■ STATED TASK 1
From the farm-life post below, list every material that the post says silos are made of.
::: SOURCE EXTRACT :::
Saturday, September 3, 2016


There's so much to relate:
In the normal run of a 
one-year period, farm-life
is crazy. There are animals
births, and deaths too. The 
little animals and cows,
even the crazy romping yard
chickens and roosters and 
such, they become familiar, 
get names, and you take 
favorites. Old cows start
wasting away or slowing 
down to nothing, and you 
know their time is coming.
It's rough. One time, at a
calfing, I pulled a calf out of
the mother with some rope
that was lying around. I was
alone, and the birthing wasn't 
going right. All that was out
were two legs, and everyone
was braying. I tied tight the
rope and leveraged all my 
weight, steadily, against it,
the resistance did give and the
calf slowly pulled out, to the
apparent great relief of the
moaning mother. 
Anyway, all these old farms
had old barns, and the old 
barns each had a silo or two. 
Silos are incredibly important, 
especially in the old ways 
of farming. Growing up in
New Jersey and all, as I had, 
it would have been, except 
for my seminary-farm years
(there was a farm there, but
then no one ever clued me
in on the working or the 
ideas of silos and harvest, 
etc.) easy to grow up 
completely unaware.
Silos are a massive 
undertaking. If you've 
ever seen or inspected 
one, there are numerous 
variations  -  old ones 
made of wood, twisted 
and flaked, others made 
of a glazed, brown brick, 
ones of red, regular brick 
(not often); they lean, 
they tilt, they fall down.
They have doors and 
trap doors. Running up
along the inside is a
cat-walk type step-ladder.
If the silage is in there,
and you stepped on it, 
thinking it would hold 
you  -  it might or might 
not. An air pocket of
some sort could give 
way, and you go down, 
right through it. It could 
kill you. Suffocation. Or
you could struggle, maybe, 
your way to the sidewall
step ladder. Warren had a
your son, Davy, about 11, 
not real heavy. Sometimes
he'd go in, with a pitchfork, 
to thrown some silage 
down. If your dumb friend, 
say, Harry, the farmer, went
missing, it wasn't without
recourse that you'd want
to check the silo hold.
::: INPUT ROWS :::
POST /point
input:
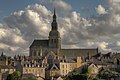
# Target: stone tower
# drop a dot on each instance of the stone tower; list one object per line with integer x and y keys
{"x": 54, "y": 36}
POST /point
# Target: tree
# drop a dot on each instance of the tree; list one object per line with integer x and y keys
{"x": 14, "y": 76}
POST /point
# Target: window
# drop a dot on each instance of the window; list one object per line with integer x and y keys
{"x": 62, "y": 66}
{"x": 66, "y": 71}
{"x": 63, "y": 72}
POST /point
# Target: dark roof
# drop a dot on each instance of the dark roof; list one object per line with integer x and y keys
{"x": 42, "y": 43}
{"x": 7, "y": 67}
{"x": 53, "y": 67}
{"x": 78, "y": 52}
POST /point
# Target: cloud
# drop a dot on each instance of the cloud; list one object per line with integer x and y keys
{"x": 22, "y": 27}
{"x": 101, "y": 10}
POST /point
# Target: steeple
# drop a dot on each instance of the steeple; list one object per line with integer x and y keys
{"x": 54, "y": 23}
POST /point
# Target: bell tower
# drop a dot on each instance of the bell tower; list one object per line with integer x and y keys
{"x": 54, "y": 35}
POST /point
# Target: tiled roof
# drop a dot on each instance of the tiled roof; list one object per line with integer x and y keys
{"x": 77, "y": 52}
{"x": 7, "y": 67}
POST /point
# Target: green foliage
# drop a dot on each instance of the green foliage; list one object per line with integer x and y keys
{"x": 14, "y": 76}
{"x": 77, "y": 77}
{"x": 30, "y": 78}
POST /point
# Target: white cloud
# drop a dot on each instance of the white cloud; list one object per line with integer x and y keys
{"x": 22, "y": 27}
{"x": 101, "y": 10}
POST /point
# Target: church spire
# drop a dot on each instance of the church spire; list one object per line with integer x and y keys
{"x": 54, "y": 23}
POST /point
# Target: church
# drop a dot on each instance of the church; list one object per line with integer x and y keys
{"x": 53, "y": 45}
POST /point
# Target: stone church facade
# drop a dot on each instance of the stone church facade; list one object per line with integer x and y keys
{"x": 41, "y": 48}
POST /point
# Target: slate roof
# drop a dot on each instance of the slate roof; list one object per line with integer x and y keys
{"x": 7, "y": 67}
{"x": 42, "y": 43}
{"x": 78, "y": 52}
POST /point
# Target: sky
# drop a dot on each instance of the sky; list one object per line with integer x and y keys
{"x": 82, "y": 24}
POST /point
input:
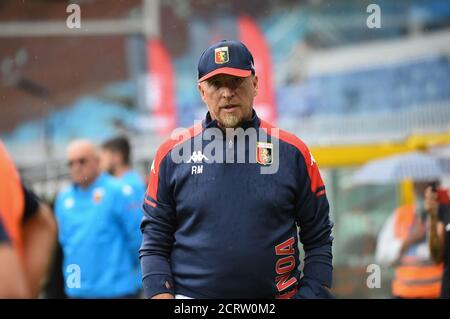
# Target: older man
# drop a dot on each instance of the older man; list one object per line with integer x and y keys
{"x": 97, "y": 219}
{"x": 223, "y": 229}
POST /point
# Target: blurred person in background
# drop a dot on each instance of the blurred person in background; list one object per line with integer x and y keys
{"x": 403, "y": 244}
{"x": 97, "y": 221}
{"x": 27, "y": 235}
{"x": 437, "y": 203}
{"x": 115, "y": 158}
{"x": 227, "y": 230}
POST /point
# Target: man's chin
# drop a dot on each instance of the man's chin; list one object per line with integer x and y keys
{"x": 230, "y": 121}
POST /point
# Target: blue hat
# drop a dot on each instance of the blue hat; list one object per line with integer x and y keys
{"x": 225, "y": 57}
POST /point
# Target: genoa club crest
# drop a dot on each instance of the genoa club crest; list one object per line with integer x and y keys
{"x": 221, "y": 55}
{"x": 264, "y": 153}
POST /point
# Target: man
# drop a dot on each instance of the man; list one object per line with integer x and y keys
{"x": 115, "y": 158}
{"x": 27, "y": 235}
{"x": 438, "y": 206}
{"x": 97, "y": 229}
{"x": 402, "y": 243}
{"x": 225, "y": 230}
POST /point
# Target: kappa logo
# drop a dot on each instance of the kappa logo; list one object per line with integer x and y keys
{"x": 197, "y": 157}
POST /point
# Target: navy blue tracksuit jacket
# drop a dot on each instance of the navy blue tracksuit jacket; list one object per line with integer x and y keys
{"x": 224, "y": 230}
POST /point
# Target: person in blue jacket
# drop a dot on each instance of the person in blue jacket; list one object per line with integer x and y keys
{"x": 97, "y": 218}
{"x": 215, "y": 226}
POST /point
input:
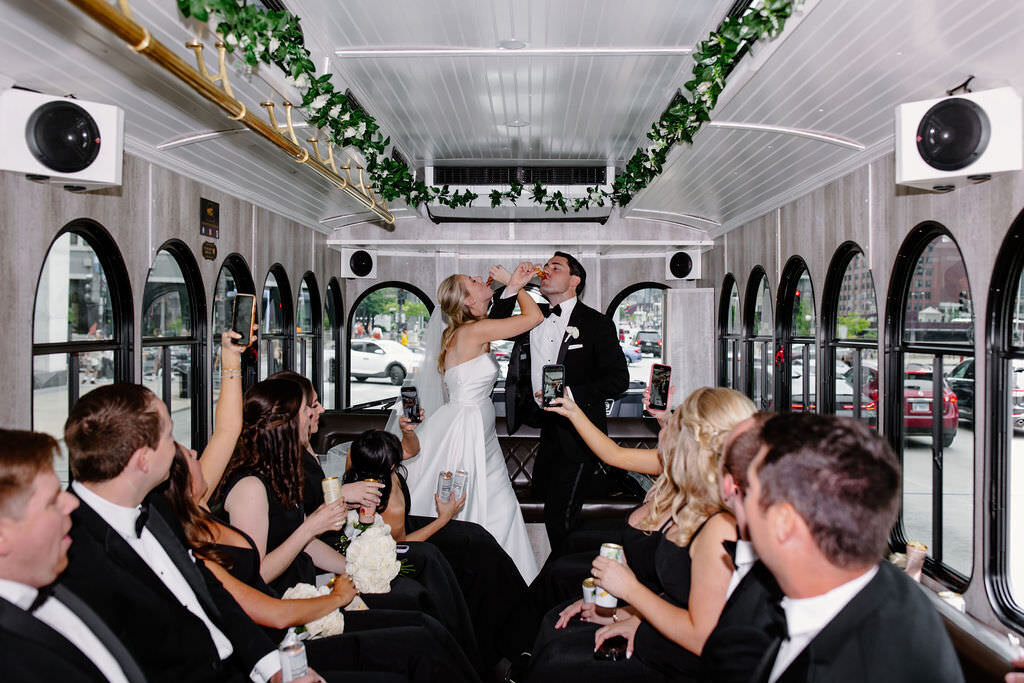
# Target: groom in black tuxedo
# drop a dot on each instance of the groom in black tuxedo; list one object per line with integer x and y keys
{"x": 585, "y": 341}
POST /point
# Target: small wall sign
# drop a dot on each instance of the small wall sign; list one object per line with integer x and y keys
{"x": 209, "y": 218}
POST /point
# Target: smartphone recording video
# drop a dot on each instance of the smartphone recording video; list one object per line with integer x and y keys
{"x": 242, "y": 317}
{"x": 553, "y": 379}
{"x": 660, "y": 379}
{"x": 411, "y": 403}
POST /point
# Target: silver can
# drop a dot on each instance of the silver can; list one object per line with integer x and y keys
{"x": 589, "y": 589}
{"x": 444, "y": 480}
{"x": 459, "y": 483}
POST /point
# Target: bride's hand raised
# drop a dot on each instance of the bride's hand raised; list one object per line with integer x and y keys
{"x": 522, "y": 273}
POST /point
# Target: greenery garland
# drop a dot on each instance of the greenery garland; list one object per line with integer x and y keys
{"x": 274, "y": 37}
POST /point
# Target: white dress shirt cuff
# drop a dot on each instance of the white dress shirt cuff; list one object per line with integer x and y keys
{"x": 265, "y": 668}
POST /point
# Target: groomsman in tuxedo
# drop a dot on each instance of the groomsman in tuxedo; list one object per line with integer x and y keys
{"x": 46, "y": 633}
{"x": 822, "y": 497}
{"x": 129, "y": 559}
{"x": 586, "y": 342}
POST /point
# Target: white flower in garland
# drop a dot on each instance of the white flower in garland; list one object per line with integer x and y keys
{"x": 331, "y": 624}
{"x": 371, "y": 559}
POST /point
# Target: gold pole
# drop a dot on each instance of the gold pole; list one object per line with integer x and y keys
{"x": 138, "y": 38}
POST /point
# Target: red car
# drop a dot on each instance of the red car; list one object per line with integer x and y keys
{"x": 916, "y": 400}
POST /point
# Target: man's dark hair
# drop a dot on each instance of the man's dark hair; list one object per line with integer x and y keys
{"x": 107, "y": 426}
{"x": 840, "y": 475}
{"x": 741, "y": 452}
{"x": 24, "y": 456}
{"x": 576, "y": 268}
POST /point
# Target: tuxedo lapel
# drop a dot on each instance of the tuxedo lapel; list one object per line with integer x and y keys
{"x": 102, "y": 632}
{"x": 24, "y": 625}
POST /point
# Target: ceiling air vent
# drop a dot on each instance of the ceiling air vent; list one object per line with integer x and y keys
{"x": 527, "y": 175}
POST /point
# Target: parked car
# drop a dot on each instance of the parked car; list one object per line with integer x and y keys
{"x": 382, "y": 357}
{"x": 632, "y": 353}
{"x": 648, "y": 341}
{"x": 916, "y": 399}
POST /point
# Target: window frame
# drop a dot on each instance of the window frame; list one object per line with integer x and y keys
{"x": 750, "y": 338}
{"x": 725, "y": 339}
{"x": 122, "y": 311}
{"x": 897, "y": 302}
{"x": 784, "y": 339}
{"x": 197, "y": 340}
{"x": 832, "y": 344}
{"x": 1000, "y": 353}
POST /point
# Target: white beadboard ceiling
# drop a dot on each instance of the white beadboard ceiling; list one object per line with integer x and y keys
{"x": 839, "y": 71}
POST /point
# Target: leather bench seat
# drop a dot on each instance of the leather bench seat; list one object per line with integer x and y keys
{"x": 519, "y": 451}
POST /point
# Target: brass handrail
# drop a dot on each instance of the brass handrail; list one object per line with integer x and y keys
{"x": 123, "y": 26}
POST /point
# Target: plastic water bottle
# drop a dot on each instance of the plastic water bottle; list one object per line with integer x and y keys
{"x": 293, "y": 656}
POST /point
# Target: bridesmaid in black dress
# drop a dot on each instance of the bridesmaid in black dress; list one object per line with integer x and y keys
{"x": 666, "y": 626}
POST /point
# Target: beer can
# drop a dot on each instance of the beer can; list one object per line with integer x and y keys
:::
■ STATED TASK 2
Pull out every line of the records above that contains the string "cloud". Case counts.

■ WRITTEN ANSWER 1
- wood
- glazed, brown brick
- red, regular brick

■ WRITTEN ANSWER 2
# Target: cloud
# drop a dot on each instance of the cloud; list one object per line with integer x and y keys
# Target: white cloud
# drop a dot on each instance of the white cloud; list one object per line with integer x and y keys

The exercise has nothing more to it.